* OBJECTIVE
Please convert the lines from the one with "TARGET = blue sky" to the one with "(1108, 821)" into a Markdown table. Use a Row column for the row number and a Line column for the line, and skip any blank lines.

[Excerpts from point annotation data]
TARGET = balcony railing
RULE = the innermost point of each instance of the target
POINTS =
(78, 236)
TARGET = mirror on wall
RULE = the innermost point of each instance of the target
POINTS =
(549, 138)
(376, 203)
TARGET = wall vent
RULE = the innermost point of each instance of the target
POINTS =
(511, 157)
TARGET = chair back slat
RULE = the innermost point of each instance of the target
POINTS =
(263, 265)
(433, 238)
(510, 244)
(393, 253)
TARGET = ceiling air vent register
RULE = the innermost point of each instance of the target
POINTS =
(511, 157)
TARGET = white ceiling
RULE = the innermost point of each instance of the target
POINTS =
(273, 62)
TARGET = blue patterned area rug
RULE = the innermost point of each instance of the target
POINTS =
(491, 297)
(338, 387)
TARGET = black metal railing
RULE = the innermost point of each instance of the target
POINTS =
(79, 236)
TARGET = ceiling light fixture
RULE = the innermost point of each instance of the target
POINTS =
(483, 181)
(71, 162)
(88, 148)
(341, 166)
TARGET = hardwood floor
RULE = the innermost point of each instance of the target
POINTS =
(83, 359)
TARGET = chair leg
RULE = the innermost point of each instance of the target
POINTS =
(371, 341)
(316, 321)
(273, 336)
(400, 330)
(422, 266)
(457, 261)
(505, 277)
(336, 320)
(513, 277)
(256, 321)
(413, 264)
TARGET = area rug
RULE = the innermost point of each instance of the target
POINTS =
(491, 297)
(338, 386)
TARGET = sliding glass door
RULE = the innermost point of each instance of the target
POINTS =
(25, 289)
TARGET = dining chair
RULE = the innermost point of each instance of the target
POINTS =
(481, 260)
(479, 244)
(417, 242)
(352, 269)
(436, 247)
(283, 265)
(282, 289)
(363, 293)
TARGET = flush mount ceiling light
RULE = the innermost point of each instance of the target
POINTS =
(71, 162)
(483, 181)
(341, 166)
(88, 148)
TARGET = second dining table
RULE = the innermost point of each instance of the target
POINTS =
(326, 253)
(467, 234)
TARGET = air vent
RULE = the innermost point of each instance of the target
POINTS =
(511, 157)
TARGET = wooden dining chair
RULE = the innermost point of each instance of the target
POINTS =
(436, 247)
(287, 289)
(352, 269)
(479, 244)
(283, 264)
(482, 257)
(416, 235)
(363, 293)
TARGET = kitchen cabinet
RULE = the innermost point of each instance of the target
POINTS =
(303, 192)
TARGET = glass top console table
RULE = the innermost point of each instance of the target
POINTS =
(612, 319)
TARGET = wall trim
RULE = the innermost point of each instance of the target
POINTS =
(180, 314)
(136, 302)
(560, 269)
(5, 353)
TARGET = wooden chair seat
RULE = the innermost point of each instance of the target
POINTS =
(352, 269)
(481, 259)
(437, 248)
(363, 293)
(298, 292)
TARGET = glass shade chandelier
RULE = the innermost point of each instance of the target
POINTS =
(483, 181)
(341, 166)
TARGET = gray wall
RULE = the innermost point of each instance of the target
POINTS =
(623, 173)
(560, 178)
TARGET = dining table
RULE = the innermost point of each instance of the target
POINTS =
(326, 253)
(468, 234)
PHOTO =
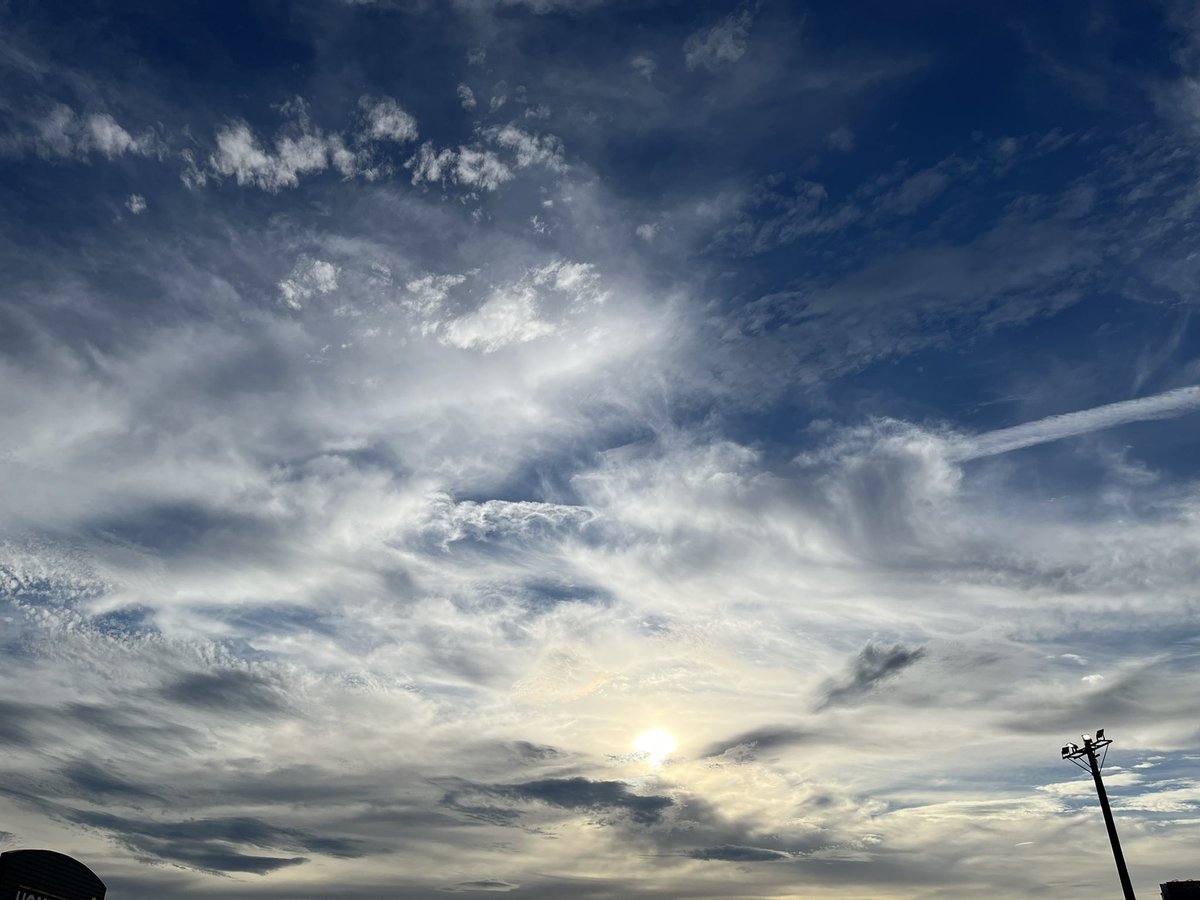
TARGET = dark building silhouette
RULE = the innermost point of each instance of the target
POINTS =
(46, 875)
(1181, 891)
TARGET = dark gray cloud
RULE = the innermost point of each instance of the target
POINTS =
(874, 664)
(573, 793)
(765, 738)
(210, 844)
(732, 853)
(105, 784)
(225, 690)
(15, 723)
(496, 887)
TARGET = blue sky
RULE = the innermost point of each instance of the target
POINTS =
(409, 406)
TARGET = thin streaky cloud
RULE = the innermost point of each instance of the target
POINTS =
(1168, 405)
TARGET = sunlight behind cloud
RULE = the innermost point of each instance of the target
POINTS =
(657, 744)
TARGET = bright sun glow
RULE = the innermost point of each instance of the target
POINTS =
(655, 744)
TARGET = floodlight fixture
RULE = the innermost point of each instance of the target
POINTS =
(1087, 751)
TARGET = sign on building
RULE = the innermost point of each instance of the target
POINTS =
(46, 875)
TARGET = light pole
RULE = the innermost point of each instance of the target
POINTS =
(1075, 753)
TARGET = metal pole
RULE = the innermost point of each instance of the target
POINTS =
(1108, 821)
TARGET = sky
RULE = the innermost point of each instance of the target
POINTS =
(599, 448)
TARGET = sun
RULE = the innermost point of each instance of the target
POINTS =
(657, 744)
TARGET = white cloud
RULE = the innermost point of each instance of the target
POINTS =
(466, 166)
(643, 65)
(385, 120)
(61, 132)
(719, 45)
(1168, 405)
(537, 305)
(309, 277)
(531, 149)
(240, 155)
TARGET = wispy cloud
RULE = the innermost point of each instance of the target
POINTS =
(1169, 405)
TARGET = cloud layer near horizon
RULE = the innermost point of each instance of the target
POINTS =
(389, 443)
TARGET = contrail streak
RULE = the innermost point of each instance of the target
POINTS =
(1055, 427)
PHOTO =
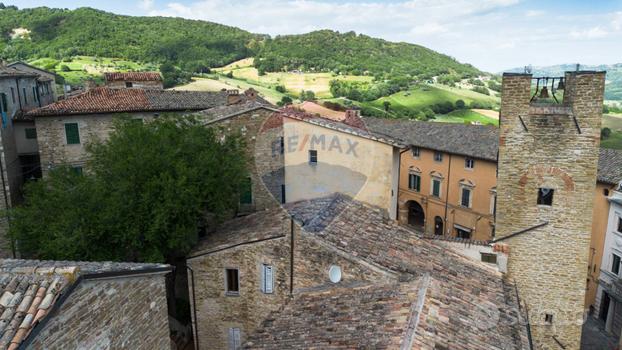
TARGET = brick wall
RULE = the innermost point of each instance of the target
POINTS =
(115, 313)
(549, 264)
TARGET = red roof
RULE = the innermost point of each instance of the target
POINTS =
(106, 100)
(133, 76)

---

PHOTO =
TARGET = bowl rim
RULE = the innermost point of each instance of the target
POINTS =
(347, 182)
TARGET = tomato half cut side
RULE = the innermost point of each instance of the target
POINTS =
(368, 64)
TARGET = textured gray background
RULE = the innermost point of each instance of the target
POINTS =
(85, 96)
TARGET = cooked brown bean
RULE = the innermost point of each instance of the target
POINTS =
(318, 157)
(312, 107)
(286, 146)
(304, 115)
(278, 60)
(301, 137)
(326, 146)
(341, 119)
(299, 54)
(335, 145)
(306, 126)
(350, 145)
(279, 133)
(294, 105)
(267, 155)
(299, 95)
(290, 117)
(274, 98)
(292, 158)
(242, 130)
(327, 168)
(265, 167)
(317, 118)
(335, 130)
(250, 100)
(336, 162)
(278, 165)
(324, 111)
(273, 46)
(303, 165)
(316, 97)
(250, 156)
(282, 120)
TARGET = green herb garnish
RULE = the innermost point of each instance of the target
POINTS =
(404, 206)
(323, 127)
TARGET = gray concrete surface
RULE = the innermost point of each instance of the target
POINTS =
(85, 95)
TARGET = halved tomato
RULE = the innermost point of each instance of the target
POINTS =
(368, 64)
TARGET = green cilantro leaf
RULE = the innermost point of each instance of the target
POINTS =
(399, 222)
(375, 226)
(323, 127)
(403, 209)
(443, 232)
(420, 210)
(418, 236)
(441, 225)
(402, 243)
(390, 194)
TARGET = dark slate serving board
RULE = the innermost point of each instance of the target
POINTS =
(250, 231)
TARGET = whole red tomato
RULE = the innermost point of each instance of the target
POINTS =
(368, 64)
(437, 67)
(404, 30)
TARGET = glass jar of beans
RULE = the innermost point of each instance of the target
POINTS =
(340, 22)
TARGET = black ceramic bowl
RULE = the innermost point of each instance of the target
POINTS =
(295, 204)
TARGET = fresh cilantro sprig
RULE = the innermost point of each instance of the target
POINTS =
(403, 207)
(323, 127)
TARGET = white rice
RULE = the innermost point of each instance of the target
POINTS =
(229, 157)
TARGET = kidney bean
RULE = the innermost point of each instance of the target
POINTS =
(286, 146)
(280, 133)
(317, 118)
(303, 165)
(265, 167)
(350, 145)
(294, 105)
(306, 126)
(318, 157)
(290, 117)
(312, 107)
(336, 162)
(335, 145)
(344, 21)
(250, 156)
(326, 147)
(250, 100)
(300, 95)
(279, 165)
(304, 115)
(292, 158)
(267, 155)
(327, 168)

* RESPONSE TO THIS TASK
| Row | Line |
|---|---|
| 1 | TARGET = blue sky |
| 2 | RULE = the innermost point of each instance of the target |
| 3 | POINTS = |
| 4 | (409, 406) |
| 5 | TARGET = thin streaky cloud |
| 6 | RULE = the innermost point of each instance of the target |
| 7 | POINTS = |
| 8 | (1168, 405) |
| 9 | TARGET = sunlight behind cloud |
| 10 | RULE = the innermost point of each instance of the target |
| 11 | POINTS = |
| 12 | (657, 744) |
| 13 | TARGET = bright sun glow |
| 14 | RULE = the innermost point of each instance of the target |
| 15 | POINTS = |
| 16 | (655, 744) |
| 17 | TARGET = floodlight fixture |
| 18 | RULE = the innermost point of each instance of the target |
| 19 | POINTS = |
| 20 | (1087, 751) |
| 21 | TARGET = sign on building |
| 22 | RULE = the innermost point of each instance of the target |
| 23 | POINTS = |
| 24 | (46, 875) |
| 25 | TARGET = light pole |
| 26 | RULE = the innermost point of each instance of the target |
| 27 | POINTS = |
| 28 | (1075, 753) |
| 29 | TARGET = metal pole |
| 30 | RULE = the innermost point of each instance of the target |
| 31 | POINTS = |
| 32 | (1108, 821) |